▸ BEREITGESTELLTE DATEN
• • • • • • •

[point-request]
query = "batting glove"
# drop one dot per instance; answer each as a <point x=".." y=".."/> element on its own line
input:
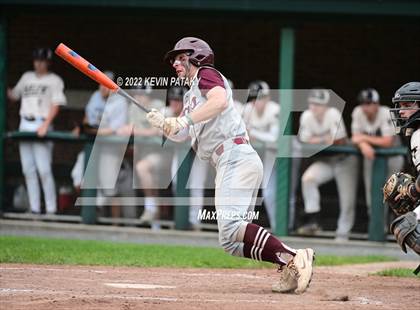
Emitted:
<point x="155" y="118"/>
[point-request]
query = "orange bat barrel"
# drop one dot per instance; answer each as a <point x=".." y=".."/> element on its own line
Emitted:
<point x="84" y="66"/>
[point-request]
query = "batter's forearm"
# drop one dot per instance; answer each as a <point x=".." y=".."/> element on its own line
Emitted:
<point x="216" y="103"/>
<point x="379" y="141"/>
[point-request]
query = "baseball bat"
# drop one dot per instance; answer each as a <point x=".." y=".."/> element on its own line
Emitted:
<point x="94" y="73"/>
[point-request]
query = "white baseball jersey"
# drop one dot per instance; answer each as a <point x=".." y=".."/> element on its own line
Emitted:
<point x="39" y="93"/>
<point x="264" y="127"/>
<point x="415" y="149"/>
<point x="331" y="125"/>
<point x="381" y="125"/>
<point x="208" y="135"/>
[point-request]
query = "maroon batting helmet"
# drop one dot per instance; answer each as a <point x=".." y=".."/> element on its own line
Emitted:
<point x="199" y="51"/>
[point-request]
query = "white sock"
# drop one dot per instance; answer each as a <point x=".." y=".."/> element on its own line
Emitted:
<point x="417" y="212"/>
<point x="150" y="204"/>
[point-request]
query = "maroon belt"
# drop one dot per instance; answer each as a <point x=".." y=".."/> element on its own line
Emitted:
<point x="237" y="140"/>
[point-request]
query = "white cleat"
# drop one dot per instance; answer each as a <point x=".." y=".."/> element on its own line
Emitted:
<point x="303" y="263"/>
<point x="148" y="216"/>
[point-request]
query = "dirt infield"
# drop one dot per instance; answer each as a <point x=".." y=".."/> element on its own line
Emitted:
<point x="75" y="287"/>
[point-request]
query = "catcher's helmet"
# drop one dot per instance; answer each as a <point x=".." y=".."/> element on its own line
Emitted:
<point x="176" y="93"/>
<point x="258" y="89"/>
<point x="319" y="96"/>
<point x="42" y="53"/>
<point x="368" y="95"/>
<point x="199" y="52"/>
<point x="409" y="92"/>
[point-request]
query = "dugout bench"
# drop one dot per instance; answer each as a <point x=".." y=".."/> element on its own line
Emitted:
<point x="88" y="213"/>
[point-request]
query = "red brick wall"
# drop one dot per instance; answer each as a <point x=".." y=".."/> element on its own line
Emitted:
<point x="345" y="56"/>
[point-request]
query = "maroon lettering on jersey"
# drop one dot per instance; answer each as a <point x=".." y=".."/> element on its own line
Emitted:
<point x="209" y="78"/>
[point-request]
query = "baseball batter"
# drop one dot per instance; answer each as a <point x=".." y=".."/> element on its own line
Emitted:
<point x="372" y="127"/>
<point x="402" y="190"/>
<point x="322" y="124"/>
<point x="41" y="94"/>
<point x="219" y="136"/>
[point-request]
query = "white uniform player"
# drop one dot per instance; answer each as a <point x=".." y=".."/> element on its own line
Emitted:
<point x="372" y="127"/>
<point x="41" y="94"/>
<point x="219" y="136"/>
<point x="261" y="116"/>
<point x="321" y="124"/>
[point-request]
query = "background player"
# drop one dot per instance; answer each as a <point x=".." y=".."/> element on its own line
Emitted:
<point x="41" y="94"/>
<point x="372" y="127"/>
<point x="321" y="124"/>
<point x="261" y="116"/>
<point x="219" y="136"/>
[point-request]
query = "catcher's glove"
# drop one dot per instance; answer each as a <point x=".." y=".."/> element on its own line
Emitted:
<point x="397" y="193"/>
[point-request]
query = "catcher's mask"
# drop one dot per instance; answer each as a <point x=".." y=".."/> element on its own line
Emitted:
<point x="409" y="92"/>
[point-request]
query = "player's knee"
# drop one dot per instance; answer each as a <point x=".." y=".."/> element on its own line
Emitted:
<point x="45" y="173"/>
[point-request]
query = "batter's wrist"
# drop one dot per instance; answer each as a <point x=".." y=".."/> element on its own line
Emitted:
<point x="413" y="193"/>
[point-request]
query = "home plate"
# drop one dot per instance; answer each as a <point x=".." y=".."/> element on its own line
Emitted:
<point x="138" y="285"/>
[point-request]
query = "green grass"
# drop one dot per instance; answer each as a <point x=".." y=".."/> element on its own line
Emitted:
<point x="33" y="250"/>
<point x="398" y="272"/>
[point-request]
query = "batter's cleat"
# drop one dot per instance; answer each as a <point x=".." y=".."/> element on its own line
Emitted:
<point x="309" y="229"/>
<point x="303" y="263"/>
<point x="288" y="280"/>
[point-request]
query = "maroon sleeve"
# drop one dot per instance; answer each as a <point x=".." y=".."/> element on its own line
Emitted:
<point x="209" y="78"/>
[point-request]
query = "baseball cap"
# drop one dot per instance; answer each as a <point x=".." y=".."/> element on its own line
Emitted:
<point x="42" y="53"/>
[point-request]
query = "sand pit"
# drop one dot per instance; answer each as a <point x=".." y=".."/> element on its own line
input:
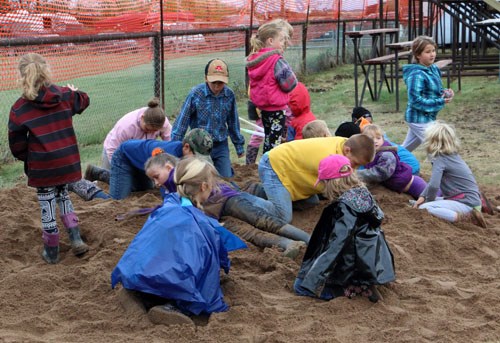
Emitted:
<point x="447" y="287"/>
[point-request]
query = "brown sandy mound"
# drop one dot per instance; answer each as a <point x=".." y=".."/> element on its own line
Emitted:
<point x="447" y="286"/>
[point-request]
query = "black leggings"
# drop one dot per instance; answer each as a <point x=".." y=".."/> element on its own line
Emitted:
<point x="274" y="125"/>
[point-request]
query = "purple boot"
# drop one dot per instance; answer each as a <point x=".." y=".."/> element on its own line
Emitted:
<point x="50" y="251"/>
<point x="70" y="222"/>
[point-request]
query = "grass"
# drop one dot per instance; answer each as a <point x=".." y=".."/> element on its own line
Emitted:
<point x="474" y="110"/>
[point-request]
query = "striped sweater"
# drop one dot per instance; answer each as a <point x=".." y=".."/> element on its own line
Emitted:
<point x="41" y="134"/>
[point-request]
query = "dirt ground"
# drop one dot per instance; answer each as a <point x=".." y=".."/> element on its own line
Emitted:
<point x="447" y="286"/>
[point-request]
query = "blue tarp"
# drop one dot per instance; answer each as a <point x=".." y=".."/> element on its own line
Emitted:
<point x="177" y="255"/>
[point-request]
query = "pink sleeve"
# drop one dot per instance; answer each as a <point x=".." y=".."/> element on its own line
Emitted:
<point x="166" y="131"/>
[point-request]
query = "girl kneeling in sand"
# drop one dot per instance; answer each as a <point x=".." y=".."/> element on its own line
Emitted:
<point x="461" y="197"/>
<point x="176" y="258"/>
<point x="224" y="200"/>
<point x="347" y="254"/>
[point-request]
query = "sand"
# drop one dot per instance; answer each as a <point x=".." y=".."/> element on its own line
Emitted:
<point x="447" y="287"/>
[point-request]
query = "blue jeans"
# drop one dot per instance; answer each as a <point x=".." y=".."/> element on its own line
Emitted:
<point x="254" y="211"/>
<point x="276" y="193"/>
<point x="221" y="158"/>
<point x="125" y="178"/>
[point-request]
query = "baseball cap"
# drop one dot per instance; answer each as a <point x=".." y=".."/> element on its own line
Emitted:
<point x="333" y="167"/>
<point x="360" y="112"/>
<point x="200" y="141"/>
<point x="347" y="129"/>
<point x="216" y="70"/>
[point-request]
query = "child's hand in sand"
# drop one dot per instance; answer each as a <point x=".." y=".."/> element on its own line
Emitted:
<point x="419" y="202"/>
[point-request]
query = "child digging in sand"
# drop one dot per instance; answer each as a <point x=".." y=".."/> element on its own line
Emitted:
<point x="347" y="254"/>
<point x="461" y="197"/>
<point x="224" y="200"/>
<point x="173" y="264"/>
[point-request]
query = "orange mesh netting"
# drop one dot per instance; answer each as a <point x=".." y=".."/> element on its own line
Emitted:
<point x="100" y="17"/>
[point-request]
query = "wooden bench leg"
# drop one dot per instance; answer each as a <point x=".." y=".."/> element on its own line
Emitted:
<point x="366" y="83"/>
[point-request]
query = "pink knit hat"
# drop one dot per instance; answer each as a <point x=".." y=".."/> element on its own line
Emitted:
<point x="333" y="167"/>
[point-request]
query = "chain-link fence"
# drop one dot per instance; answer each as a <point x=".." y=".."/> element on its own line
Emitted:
<point x="121" y="72"/>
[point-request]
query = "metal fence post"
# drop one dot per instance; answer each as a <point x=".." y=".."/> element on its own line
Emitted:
<point x="157" y="66"/>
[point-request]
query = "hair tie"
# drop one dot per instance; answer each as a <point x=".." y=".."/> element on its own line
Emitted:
<point x="157" y="151"/>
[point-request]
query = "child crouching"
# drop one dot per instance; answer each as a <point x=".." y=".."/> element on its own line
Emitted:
<point x="347" y="254"/>
<point x="387" y="169"/>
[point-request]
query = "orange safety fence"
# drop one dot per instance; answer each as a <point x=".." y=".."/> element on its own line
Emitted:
<point x="121" y="74"/>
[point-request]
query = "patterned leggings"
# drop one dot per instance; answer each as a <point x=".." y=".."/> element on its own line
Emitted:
<point x="274" y="125"/>
<point x="47" y="198"/>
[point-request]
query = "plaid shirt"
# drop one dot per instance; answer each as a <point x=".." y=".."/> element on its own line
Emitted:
<point x="218" y="115"/>
<point x="425" y="92"/>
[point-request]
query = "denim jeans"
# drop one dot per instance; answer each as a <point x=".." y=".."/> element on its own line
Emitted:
<point x="222" y="160"/>
<point x="125" y="178"/>
<point x="446" y="209"/>
<point x="276" y="193"/>
<point x="254" y="211"/>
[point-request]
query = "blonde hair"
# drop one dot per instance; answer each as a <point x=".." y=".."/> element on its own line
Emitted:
<point x="34" y="73"/>
<point x="440" y="138"/>
<point x="160" y="160"/>
<point x="316" y="128"/>
<point x="334" y="188"/>
<point x="154" y="116"/>
<point x="373" y="131"/>
<point x="190" y="174"/>
<point x="419" y="44"/>
<point x="270" y="30"/>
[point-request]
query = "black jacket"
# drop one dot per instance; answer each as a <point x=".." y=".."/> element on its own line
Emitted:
<point x="347" y="246"/>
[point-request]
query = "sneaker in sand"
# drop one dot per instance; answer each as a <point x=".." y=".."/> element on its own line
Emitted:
<point x="478" y="219"/>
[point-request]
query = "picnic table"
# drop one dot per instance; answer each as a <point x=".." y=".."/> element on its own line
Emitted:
<point x="378" y="38"/>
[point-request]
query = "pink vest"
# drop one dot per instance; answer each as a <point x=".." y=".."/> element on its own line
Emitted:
<point x="265" y="92"/>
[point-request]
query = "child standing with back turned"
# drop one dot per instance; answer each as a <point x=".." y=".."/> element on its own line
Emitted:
<point x="347" y="254"/>
<point x="462" y="199"/>
<point x="426" y="95"/>
<point x="271" y="78"/>
<point x="41" y="135"/>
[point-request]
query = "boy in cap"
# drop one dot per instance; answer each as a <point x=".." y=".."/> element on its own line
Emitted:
<point x="127" y="164"/>
<point x="362" y="117"/>
<point x="212" y="106"/>
<point x="288" y="172"/>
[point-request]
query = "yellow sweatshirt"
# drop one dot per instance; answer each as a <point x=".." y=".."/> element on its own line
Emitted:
<point x="297" y="162"/>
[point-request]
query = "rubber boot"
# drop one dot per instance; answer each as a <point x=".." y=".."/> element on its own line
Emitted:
<point x="168" y="314"/>
<point x="251" y="154"/>
<point x="294" y="233"/>
<point x="50" y="251"/>
<point x="291" y="248"/>
<point x="70" y="221"/>
<point x="85" y="189"/>
<point x="93" y="173"/>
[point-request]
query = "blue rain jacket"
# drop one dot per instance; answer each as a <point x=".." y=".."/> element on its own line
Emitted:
<point x="177" y="255"/>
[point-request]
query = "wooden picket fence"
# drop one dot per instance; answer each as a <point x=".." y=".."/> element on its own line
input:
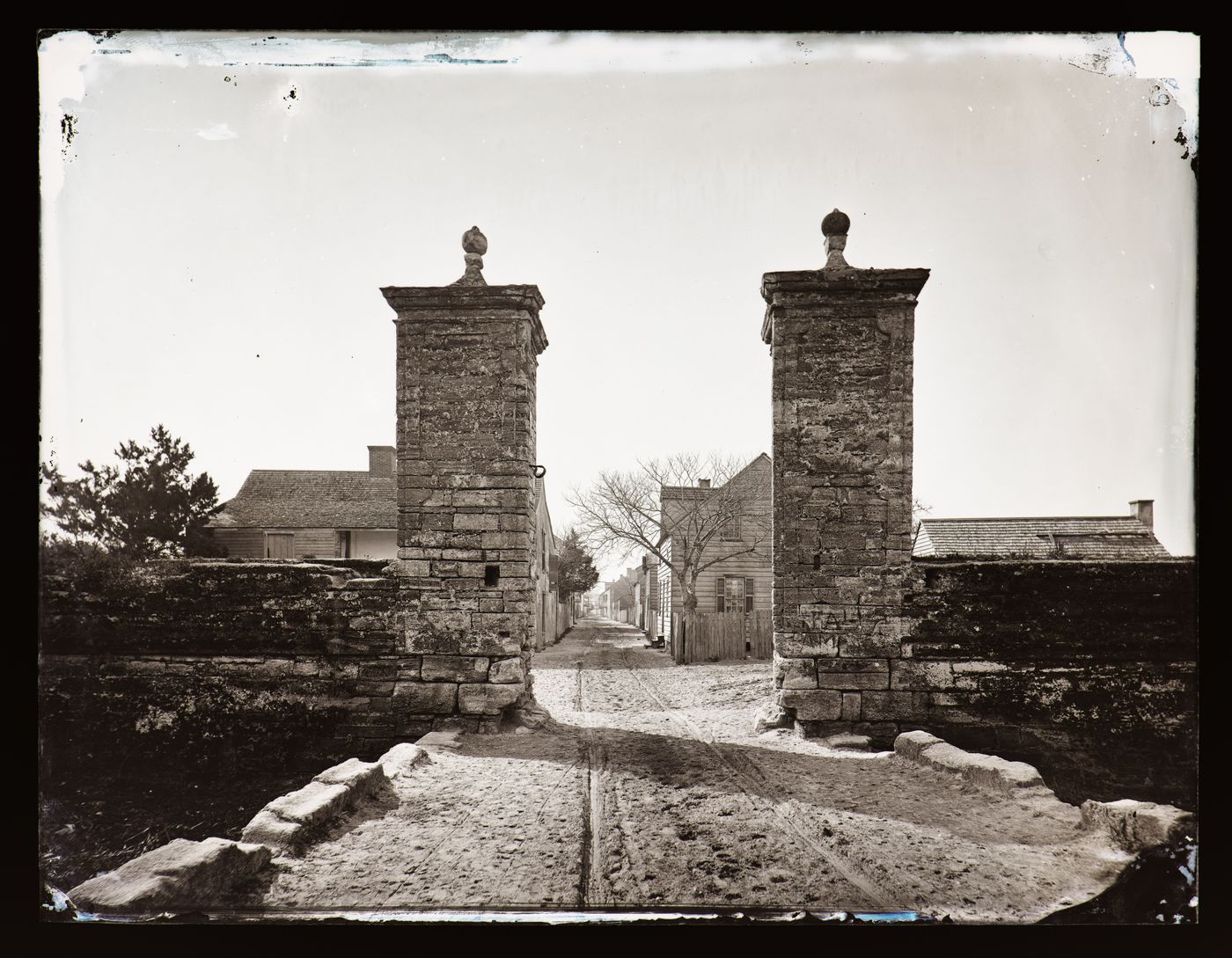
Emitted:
<point x="711" y="637"/>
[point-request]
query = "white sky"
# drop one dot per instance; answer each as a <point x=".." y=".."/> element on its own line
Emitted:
<point x="213" y="248"/>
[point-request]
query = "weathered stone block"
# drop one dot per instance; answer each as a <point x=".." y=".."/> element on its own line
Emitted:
<point x="363" y="779"/>
<point x="424" y="698"/>
<point x="812" y="705"/>
<point x="434" y="641"/>
<point x="850" y="706"/>
<point x="487" y="698"/>
<point x="1136" y="825"/>
<point x="920" y="675"/>
<point x="179" y="874"/>
<point x="911" y="744"/>
<point x="402" y="758"/>
<point x="453" y="669"/>
<point x="795" y="672"/>
<point x="803" y="646"/>
<point x="507" y="670"/>
<point x="853" y="674"/>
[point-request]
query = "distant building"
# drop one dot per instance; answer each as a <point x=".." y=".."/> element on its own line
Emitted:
<point x="293" y="514"/>
<point x="739" y="584"/>
<point x="1067" y="537"/>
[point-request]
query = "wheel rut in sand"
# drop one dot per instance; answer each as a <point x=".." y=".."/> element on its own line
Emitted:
<point x="761" y="793"/>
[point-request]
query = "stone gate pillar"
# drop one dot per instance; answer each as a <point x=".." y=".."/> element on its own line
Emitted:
<point x="841" y="344"/>
<point x="467" y="357"/>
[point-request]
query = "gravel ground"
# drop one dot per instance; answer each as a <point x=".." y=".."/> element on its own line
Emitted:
<point x="649" y="788"/>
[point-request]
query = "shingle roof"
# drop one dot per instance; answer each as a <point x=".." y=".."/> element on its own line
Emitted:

• • • • • • •

▸ AUFGABE
Sammle aus den obigen Daten jede Zeile, in der die Zeichenfolge „wooden“ vorkommt, wobei Groß- und Kleinschreibung zu beachten ist.

▸ VOLLSTÄNDIGE AUSGABE
query = "wooden bench leg"
query = "wooden picket fence"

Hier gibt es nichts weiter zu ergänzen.